- Exercise aim:
Update the lines beginning at the line that contains "of the sky?" and ending after the line that contains "0L0 1L0 88L18" by replacing "offered to show" with "meant to illustrate", leaving everything else unchanged.

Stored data
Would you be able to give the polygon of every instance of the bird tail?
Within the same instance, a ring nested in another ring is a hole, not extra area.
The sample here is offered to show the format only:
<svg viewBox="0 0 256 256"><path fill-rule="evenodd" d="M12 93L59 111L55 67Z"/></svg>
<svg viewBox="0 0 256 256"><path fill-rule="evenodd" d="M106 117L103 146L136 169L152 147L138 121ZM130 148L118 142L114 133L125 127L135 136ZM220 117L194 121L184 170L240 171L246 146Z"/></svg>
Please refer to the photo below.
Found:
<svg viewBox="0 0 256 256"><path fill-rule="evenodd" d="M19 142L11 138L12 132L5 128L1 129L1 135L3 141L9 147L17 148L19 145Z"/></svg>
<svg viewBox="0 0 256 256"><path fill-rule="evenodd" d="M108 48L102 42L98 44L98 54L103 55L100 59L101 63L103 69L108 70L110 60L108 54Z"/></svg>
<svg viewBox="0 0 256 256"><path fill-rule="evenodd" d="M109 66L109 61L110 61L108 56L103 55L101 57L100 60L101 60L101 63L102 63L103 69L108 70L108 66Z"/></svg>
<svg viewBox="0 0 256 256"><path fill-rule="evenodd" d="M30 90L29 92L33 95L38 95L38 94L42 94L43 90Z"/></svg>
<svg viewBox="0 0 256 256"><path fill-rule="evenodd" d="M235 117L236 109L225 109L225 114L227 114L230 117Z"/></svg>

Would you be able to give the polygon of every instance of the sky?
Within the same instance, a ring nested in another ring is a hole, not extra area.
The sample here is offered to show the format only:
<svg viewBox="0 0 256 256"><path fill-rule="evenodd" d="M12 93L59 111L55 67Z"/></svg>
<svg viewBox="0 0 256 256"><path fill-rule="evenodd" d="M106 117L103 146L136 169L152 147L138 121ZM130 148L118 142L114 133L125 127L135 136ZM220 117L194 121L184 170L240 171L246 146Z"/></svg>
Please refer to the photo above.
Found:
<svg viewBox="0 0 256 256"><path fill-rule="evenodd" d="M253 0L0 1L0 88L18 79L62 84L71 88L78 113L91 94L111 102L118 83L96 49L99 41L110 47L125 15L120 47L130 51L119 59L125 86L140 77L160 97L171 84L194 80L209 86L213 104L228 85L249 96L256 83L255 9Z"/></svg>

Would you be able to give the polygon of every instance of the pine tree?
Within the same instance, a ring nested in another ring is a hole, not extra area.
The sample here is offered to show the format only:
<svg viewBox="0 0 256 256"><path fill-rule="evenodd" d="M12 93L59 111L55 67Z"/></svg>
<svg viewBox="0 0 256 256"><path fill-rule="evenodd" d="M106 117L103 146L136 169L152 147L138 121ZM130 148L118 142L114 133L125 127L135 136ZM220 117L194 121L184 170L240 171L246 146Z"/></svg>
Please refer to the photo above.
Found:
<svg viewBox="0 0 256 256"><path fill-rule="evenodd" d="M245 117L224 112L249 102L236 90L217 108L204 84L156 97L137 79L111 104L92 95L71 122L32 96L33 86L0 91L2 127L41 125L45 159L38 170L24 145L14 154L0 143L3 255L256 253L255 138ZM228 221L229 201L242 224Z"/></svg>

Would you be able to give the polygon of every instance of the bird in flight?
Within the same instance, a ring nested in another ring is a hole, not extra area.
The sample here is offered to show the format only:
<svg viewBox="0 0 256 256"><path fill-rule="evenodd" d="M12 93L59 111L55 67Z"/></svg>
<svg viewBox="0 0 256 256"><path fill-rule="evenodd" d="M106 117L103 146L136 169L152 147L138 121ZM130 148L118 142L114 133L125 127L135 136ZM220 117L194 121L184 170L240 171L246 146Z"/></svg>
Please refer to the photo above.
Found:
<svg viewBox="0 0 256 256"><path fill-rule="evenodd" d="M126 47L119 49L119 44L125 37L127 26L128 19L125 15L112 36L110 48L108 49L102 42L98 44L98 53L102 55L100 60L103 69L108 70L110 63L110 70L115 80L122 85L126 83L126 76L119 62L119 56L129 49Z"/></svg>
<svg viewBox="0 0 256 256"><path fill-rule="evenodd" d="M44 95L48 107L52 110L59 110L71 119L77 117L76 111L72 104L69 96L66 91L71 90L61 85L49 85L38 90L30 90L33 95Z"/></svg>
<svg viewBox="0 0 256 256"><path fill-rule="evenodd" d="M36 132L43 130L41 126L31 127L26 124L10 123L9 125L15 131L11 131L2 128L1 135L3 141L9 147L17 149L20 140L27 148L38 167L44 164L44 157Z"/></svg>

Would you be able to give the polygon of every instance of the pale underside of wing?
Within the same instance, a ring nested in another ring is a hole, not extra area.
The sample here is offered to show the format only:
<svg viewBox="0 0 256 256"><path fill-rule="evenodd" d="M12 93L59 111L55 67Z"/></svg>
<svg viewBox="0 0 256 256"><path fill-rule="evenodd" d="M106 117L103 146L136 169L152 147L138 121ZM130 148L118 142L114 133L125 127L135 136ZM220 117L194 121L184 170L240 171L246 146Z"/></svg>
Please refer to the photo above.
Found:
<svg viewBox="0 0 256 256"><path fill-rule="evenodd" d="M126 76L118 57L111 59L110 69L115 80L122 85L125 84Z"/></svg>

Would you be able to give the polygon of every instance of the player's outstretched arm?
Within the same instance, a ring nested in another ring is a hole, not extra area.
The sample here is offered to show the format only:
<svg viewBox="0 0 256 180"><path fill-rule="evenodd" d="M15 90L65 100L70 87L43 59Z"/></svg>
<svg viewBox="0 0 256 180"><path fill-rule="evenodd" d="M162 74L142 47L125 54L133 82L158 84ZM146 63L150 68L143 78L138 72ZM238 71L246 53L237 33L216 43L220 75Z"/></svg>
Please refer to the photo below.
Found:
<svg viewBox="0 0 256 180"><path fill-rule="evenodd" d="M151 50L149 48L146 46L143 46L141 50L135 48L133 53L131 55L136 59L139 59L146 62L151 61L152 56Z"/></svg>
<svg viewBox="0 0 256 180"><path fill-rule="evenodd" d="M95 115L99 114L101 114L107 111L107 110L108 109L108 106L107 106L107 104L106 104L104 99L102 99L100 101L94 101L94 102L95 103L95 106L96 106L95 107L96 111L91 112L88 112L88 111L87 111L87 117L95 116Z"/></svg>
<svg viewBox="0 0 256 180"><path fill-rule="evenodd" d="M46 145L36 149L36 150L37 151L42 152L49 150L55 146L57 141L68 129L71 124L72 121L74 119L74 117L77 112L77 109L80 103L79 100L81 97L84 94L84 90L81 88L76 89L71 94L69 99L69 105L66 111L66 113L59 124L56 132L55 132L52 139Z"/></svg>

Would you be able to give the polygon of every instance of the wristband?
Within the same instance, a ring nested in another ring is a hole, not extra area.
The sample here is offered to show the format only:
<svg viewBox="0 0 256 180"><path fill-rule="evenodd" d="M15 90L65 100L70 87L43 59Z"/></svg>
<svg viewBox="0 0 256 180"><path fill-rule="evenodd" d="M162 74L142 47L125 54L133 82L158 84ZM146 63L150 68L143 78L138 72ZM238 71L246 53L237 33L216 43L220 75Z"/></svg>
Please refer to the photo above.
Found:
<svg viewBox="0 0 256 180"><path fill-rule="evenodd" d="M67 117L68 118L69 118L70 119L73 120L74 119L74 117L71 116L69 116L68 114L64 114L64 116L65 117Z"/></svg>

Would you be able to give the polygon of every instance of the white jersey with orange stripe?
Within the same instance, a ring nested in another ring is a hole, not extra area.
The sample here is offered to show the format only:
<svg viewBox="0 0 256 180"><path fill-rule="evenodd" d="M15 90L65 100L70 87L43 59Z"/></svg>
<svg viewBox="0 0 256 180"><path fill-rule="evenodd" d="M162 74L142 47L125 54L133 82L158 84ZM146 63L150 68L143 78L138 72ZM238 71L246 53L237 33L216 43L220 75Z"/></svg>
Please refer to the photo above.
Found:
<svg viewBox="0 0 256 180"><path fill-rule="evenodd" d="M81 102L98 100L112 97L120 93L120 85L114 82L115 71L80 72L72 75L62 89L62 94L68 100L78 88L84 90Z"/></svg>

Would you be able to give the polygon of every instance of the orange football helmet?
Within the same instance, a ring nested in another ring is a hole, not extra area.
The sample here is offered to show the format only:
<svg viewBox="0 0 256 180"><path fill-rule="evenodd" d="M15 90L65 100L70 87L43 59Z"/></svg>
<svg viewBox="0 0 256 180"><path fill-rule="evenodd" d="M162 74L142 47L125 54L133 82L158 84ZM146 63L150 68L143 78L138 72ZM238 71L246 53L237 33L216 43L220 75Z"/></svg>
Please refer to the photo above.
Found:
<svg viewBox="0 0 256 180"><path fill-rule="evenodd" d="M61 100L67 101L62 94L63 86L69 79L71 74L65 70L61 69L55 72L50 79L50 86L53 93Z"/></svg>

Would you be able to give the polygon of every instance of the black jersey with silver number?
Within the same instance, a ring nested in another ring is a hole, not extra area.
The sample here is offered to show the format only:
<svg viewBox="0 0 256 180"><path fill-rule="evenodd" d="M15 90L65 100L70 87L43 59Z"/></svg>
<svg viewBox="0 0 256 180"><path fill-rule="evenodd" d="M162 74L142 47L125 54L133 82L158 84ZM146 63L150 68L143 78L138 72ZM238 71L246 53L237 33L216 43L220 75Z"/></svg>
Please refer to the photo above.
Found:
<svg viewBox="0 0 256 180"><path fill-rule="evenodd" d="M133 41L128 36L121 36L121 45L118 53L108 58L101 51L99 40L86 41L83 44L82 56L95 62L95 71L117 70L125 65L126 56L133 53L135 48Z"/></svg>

- The completed task:
Would you be able to give the polygon of every instance of the sky?
Within the same instance, a ring nested in another ring is a hole, not extra area.
The sample here is meant to illustrate the format only:
<svg viewBox="0 0 256 256"><path fill-rule="evenodd" d="M12 93L59 111L55 67Z"/></svg>
<svg viewBox="0 0 256 256"><path fill-rule="evenodd" d="M106 117L103 146L136 169L152 147L138 121ZM130 148L118 142L114 133L125 127L135 136ZM220 117L194 121L184 170L240 171L246 146Z"/></svg>
Please refer to the photo above.
Found:
<svg viewBox="0 0 256 256"><path fill-rule="evenodd" d="M253 0L0 1L0 88L18 79L62 84L71 88L78 113L91 94L111 102L118 83L96 49L99 41L110 47L125 15L120 47L130 51L119 59L125 86L140 77L160 97L171 84L194 80L209 86L213 104L228 85L249 96L256 83L255 9Z"/></svg>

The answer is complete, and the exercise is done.